- _SET TASK_:
Find each line below that contains the string "wide" and copy those lines out in full.

>>

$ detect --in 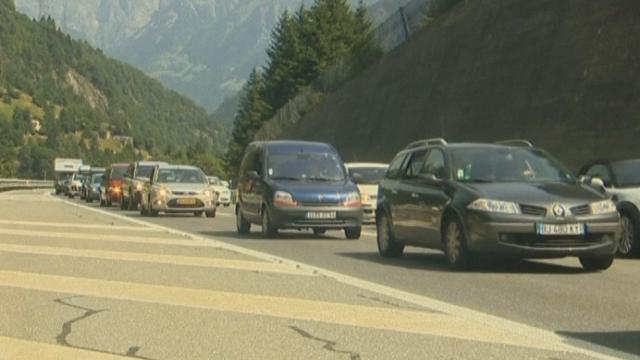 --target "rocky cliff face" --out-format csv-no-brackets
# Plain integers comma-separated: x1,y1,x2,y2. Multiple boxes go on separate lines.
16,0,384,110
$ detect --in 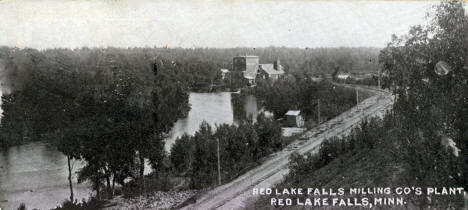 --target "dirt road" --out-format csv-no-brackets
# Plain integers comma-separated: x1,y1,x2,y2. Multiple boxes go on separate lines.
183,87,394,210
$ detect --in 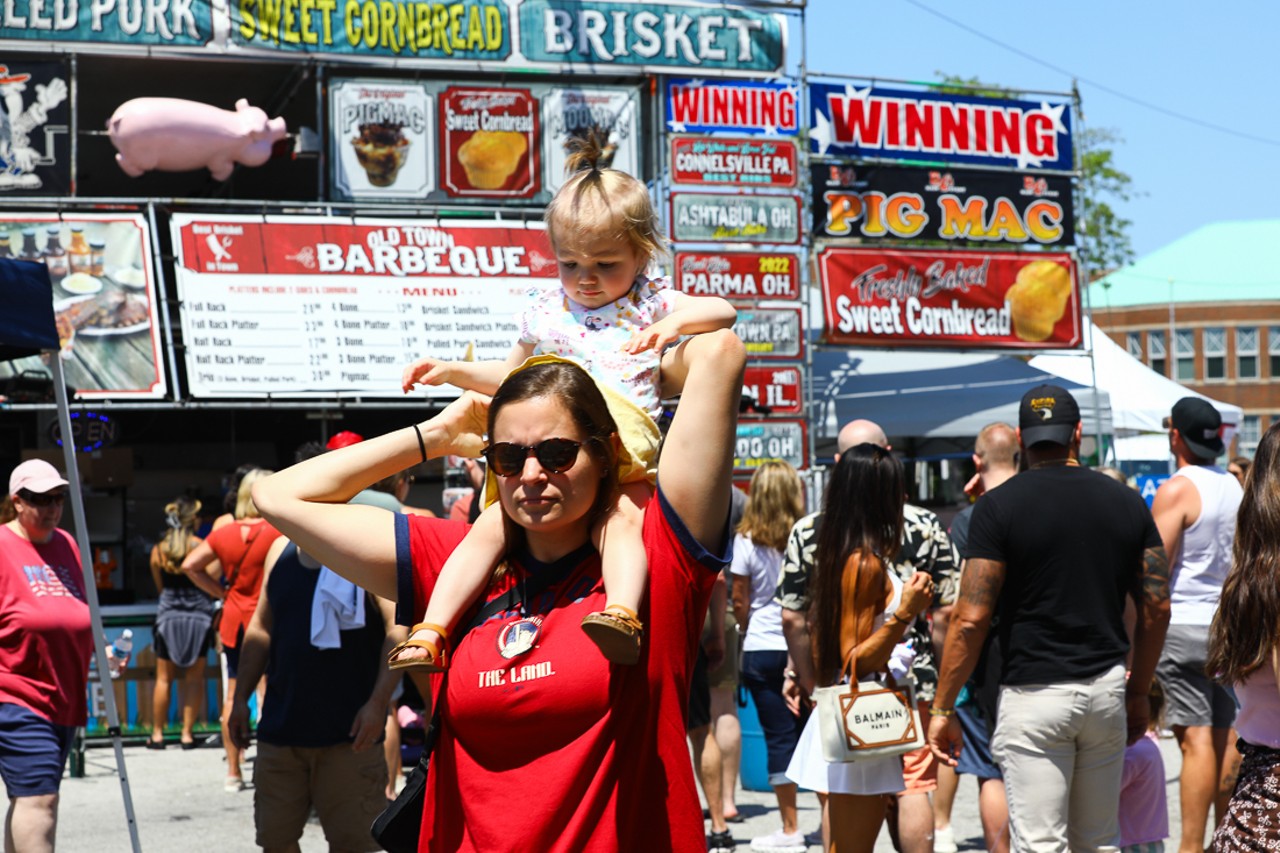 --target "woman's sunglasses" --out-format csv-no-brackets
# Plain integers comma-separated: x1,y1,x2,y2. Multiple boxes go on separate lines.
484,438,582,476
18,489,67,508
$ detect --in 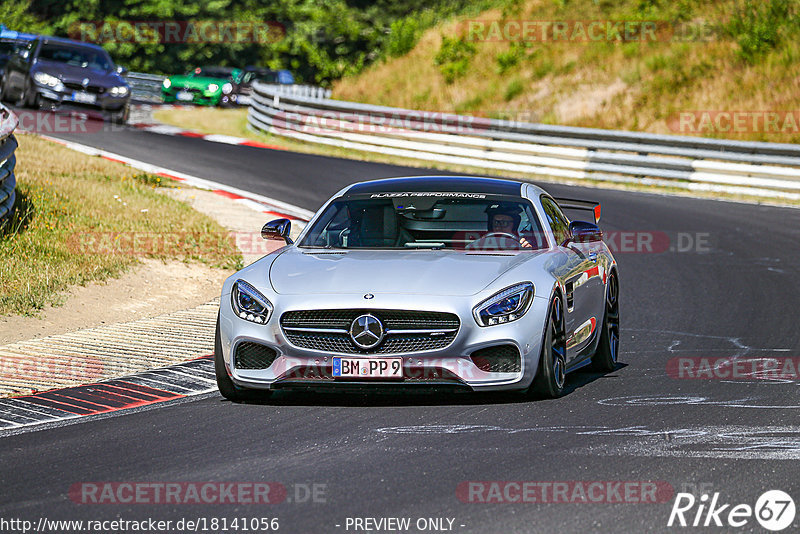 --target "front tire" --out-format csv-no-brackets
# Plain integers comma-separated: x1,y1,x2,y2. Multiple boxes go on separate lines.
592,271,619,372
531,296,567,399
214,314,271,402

<<
>>

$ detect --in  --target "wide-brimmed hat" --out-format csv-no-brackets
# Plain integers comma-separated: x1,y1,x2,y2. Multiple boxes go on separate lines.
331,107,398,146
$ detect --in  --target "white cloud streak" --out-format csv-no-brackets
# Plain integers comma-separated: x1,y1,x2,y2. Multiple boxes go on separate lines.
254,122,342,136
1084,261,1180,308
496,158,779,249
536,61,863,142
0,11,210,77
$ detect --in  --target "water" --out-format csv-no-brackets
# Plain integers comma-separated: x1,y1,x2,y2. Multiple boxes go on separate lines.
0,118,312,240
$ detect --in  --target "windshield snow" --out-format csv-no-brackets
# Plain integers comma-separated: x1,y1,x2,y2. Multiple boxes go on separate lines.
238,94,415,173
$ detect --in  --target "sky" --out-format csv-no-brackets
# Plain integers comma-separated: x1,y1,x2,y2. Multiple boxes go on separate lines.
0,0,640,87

<<

- _RESPONSE TO THIS TASK_:
$ detect --in  --target "wide-brimmed hat" --out-format csv-no-brackets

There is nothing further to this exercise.